[Saved entries]

=== Section Start ===

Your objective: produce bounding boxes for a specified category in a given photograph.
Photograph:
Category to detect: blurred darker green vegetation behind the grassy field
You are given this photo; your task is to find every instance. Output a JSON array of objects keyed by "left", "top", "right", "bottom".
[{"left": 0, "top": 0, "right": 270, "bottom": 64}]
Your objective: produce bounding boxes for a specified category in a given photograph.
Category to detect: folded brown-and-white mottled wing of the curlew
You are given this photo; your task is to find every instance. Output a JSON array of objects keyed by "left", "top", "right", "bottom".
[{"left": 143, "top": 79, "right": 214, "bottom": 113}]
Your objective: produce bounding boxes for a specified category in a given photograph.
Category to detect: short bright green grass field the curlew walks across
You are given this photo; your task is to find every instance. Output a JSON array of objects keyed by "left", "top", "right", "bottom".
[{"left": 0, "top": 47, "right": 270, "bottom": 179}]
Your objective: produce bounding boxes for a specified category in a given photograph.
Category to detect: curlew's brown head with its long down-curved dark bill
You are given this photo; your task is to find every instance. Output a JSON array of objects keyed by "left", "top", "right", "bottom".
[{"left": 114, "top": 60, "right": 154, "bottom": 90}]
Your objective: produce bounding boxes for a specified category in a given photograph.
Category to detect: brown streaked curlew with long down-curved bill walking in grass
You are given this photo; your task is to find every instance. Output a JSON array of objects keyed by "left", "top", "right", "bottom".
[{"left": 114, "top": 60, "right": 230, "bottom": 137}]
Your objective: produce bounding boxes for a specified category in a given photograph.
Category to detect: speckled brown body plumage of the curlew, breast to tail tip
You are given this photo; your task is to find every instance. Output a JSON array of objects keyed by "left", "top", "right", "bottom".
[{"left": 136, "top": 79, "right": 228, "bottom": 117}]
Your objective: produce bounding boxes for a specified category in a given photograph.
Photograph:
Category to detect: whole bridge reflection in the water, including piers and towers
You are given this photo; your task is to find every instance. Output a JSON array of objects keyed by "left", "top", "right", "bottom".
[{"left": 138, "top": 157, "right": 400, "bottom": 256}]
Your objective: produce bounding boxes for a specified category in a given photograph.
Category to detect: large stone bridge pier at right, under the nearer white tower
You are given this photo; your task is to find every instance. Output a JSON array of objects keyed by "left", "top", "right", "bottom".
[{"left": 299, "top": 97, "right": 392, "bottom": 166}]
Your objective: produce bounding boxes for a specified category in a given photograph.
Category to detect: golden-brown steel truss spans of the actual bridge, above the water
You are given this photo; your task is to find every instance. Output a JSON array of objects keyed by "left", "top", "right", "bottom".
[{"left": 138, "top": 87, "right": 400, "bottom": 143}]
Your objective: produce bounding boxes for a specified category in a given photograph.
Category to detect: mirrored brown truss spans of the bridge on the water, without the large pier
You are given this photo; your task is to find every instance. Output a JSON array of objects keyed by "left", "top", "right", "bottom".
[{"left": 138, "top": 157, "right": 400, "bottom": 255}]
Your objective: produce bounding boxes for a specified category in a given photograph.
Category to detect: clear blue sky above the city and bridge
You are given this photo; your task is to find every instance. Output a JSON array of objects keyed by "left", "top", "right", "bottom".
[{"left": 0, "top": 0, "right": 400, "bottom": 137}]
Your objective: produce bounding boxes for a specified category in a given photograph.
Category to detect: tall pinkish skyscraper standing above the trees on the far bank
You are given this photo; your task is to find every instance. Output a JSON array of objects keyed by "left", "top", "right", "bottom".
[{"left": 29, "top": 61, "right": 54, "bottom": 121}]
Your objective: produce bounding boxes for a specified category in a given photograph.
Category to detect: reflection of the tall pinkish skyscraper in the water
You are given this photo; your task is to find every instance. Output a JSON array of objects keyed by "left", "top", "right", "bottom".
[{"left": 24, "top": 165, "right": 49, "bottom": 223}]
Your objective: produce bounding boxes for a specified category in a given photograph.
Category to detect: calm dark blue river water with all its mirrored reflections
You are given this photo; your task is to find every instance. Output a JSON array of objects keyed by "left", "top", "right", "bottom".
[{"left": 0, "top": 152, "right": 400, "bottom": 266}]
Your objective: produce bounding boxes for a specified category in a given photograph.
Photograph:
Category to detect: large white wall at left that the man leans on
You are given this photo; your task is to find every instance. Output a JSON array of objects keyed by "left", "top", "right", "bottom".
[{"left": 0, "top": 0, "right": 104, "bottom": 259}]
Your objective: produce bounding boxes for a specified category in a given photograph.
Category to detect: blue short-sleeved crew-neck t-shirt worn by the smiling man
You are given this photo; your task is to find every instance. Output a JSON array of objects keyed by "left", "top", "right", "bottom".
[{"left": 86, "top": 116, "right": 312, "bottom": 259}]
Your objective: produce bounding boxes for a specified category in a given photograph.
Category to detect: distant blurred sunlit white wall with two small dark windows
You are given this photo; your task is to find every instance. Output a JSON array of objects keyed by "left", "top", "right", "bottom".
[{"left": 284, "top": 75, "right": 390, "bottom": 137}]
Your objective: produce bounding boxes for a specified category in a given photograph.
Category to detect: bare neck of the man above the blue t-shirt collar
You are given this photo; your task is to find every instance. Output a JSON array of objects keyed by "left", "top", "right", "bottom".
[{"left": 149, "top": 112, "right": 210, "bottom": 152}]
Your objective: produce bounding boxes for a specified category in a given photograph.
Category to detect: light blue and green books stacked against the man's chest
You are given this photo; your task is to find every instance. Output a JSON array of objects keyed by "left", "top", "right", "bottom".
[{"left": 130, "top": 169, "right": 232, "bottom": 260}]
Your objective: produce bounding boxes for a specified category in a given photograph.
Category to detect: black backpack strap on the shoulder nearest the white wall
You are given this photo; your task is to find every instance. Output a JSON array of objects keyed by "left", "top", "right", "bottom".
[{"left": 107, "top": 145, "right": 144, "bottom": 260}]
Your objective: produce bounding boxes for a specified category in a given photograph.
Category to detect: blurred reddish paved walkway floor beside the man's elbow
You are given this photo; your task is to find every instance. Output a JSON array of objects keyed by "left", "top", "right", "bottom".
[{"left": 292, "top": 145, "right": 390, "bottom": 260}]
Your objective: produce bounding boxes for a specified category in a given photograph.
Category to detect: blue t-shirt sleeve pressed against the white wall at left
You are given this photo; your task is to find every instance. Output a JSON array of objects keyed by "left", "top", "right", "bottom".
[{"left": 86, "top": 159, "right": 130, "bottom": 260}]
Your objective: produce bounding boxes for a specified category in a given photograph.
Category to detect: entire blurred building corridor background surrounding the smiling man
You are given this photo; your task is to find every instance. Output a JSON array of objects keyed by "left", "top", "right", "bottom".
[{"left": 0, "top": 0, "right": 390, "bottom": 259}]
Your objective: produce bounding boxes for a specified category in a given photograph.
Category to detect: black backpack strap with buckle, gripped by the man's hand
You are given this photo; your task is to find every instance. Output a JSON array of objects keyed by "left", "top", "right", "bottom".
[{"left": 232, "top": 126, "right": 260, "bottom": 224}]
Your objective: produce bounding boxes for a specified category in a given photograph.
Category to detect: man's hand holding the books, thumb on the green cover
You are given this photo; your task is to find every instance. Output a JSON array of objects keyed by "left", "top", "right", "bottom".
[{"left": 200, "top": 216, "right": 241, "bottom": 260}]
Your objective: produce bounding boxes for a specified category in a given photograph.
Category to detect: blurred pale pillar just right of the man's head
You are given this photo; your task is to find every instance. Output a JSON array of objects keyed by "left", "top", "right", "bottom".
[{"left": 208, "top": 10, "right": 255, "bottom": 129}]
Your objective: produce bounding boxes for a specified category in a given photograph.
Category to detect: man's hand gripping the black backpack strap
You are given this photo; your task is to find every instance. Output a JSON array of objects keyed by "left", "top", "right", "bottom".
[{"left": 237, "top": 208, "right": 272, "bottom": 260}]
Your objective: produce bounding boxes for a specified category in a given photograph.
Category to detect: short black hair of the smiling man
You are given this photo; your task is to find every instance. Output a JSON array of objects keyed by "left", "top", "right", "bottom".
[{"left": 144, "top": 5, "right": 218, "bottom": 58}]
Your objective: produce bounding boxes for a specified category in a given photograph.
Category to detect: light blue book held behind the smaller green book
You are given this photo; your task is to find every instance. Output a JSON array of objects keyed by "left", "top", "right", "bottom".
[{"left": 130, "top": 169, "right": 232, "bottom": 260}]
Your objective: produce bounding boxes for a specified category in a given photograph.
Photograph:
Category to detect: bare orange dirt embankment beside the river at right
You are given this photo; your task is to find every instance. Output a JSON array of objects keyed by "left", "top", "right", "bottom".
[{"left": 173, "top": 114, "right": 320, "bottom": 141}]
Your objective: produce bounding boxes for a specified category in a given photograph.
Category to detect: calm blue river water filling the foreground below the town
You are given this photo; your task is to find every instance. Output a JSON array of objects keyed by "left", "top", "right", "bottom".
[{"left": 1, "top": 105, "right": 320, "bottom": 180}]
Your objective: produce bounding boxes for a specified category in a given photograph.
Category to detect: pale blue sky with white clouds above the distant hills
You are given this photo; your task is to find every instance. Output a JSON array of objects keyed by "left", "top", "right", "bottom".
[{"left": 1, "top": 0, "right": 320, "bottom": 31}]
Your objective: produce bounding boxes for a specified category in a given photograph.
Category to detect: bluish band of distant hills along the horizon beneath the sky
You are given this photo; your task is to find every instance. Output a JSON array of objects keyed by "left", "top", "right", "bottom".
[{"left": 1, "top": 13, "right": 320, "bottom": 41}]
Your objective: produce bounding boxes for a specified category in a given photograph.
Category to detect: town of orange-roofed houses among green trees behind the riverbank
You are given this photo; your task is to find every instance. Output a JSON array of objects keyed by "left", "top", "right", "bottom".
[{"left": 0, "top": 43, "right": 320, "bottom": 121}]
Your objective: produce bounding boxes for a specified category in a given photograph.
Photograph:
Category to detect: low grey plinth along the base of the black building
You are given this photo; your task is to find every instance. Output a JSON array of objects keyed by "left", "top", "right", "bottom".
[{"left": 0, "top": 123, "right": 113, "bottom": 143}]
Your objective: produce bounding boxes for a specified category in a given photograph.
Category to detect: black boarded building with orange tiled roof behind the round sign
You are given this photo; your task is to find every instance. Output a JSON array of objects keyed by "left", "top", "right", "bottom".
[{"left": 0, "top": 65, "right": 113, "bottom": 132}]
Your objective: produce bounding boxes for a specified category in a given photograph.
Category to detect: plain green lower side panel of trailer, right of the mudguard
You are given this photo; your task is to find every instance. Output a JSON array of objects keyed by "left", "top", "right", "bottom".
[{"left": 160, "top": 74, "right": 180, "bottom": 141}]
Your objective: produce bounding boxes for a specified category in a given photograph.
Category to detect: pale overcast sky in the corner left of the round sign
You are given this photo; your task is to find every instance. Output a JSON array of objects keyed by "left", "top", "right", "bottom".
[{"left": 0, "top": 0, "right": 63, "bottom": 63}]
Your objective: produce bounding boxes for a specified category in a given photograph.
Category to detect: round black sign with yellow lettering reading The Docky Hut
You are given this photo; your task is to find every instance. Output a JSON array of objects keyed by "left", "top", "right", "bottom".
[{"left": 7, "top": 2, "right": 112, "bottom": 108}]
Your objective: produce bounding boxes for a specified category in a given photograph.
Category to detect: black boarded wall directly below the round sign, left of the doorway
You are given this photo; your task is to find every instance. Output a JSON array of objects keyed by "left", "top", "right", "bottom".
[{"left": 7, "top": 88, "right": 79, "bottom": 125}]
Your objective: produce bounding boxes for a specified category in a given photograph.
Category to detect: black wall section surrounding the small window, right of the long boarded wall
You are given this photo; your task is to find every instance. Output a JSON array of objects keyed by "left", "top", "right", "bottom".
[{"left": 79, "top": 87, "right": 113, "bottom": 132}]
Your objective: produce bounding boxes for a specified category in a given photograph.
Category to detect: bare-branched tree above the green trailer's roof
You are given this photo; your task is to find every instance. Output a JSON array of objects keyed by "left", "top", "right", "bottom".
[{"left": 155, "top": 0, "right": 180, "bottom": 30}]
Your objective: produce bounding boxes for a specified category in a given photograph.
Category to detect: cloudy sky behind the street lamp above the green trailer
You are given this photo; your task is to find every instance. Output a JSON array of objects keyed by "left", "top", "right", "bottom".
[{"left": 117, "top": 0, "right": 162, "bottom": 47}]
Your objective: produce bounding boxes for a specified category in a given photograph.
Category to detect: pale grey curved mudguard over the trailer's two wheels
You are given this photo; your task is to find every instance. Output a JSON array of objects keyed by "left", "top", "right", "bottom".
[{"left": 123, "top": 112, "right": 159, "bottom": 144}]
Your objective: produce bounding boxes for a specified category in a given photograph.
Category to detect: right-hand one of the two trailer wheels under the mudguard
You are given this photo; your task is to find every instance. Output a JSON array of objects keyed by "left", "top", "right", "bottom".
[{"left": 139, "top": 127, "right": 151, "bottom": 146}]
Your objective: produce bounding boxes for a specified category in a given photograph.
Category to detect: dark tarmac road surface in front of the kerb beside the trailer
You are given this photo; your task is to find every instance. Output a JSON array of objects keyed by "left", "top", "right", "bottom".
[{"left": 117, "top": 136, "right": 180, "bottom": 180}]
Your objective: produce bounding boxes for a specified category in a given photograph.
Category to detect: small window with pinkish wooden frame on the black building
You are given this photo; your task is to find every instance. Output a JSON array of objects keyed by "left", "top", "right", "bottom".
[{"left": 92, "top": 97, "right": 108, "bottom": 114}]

=== Section End ===

Some of the data mentions "boarded". Copy every line where it does.

Category to detect: black boarded building with orange tiled roof behind the round sign
Category to detect: black boarded wall directly below the round sign, left of the doorway
Category to detect: black wall section surrounding the small window, right of the long boarded wall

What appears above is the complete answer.